--- Text under study Enclosed Below ---

Control of pathways and yields of protein crystallization through the interplay of nonspecific and specific attractions

TL;DR

This study uses computer simulations to explore how tuning specific and nonspecific interactions in model proteins influences their crystallization pathways and yields, revealing strategies to optimize protein crystal formation.

Contribution

It demonstrates how adjusting the balance of specific and nonspecific attractions can control crystallization pathways and improve yields in protein assembly.

Findings

Strong nonspecific interactions lead to liquidlike clustering before crystallization.

Weak nonspecific interactions favor growth via ordered nuclei.

Nonspecific interactions can enhance crystal yields in certain regimes.

Abstract

We use computer simulation to study crystal-forming model proteins equipped with interactions that are both orientationally specific and nonspecific. Distinct dynamical pathways of crystal formation can be selected by tuning the strengths of these interactions. When the nonspecific interaction is strong, liquidlike clustering can precede crystallization; when it is weak, growth can proceed via ordered nuclei. Crystal yields are in certain parameter regimes enhanced by the nonspecific interaction, even though it promotes association without local crystalline order. Our results suggest that equipping nanoscale components with weak nonspecific interactions (such as depletion attractions) can alter both their dynamical pathway of assembly and optimize the yield of the resulting material.

--- End of Enclosed Text under study ---

> [Work required] Please write out the protein crystallization text above in full, word for word.

--- Dataset content Enclosed Below ---

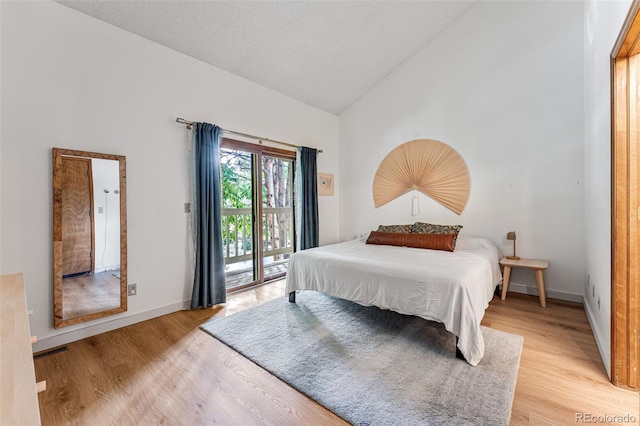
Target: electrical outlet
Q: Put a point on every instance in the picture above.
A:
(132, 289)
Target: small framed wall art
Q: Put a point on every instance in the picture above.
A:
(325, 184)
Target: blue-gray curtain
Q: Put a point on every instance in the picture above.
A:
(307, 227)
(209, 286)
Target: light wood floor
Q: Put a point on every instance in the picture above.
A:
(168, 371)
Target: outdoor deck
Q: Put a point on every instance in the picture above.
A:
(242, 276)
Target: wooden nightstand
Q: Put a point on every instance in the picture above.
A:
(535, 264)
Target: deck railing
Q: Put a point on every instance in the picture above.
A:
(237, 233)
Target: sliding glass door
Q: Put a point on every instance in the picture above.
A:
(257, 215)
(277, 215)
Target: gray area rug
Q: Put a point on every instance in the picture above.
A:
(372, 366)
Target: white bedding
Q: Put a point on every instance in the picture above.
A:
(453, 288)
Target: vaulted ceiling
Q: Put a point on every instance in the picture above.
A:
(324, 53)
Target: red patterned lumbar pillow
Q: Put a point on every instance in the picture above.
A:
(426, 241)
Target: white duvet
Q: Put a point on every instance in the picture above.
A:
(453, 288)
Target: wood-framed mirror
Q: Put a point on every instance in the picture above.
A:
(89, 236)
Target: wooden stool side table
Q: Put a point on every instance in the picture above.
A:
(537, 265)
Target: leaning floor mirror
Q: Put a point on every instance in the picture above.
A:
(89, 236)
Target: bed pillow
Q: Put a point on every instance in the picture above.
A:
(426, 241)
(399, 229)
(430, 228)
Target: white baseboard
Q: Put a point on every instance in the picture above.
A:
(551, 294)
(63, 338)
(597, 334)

--- End of Enclosed Dataset content ---
--- Dataset content Enclosed Below ---

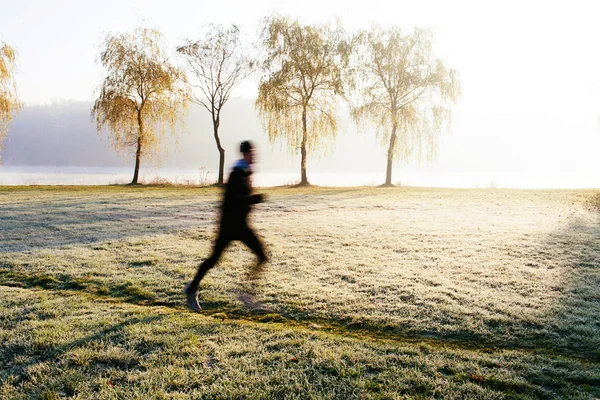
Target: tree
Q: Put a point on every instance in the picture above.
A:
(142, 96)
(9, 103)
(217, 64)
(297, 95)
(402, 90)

--- End of Enclosed Dataset content ---

> [Answer]
Control of pathways and yields of protein crystallization through the interplay of nonspecific and specific attractions

TL;DR

This study uses computer simulations to explore how tuning specific and nonspecific interactions in model proteins influences their crystallization pathways and yields, revealing strategies to optimize protein crystal formation.

Contribution

It demonstrates how adjusting the balance of specific and nonspecific attractions can control crystallization pathways and improve yields in protein assembly.

Findings

Strong nonspecific interactions lead to liquidlike clustering before crystallization.

Weak nonspecific interactions favor growth via ordered nuclei.

Nonspecific interactions can enhance crystal yields in certain regimes.

Abstract

We use computer simulation to study crystal-forming model proteins equipped with interactions that are both orientationally specific and nonspecific. Distinct dynamical pathways of crystal formation can be selected by tuning the strengths of these interactions. When the nonspecific interaction is strong, liquidlike clustering can precede crystallization; when it is weak, growth can proceed via ordered nuclei. Crystal yields are in certain parameter regimes enhanced by the nonspecific interaction, even though it promotes association without local crystalline order. Our results suggest that equipping nanoscale components with weak nonspecific interactions (such as depletion attractions) can alter both their dynamical pathway of assembly and optimize the yield of the resulting material.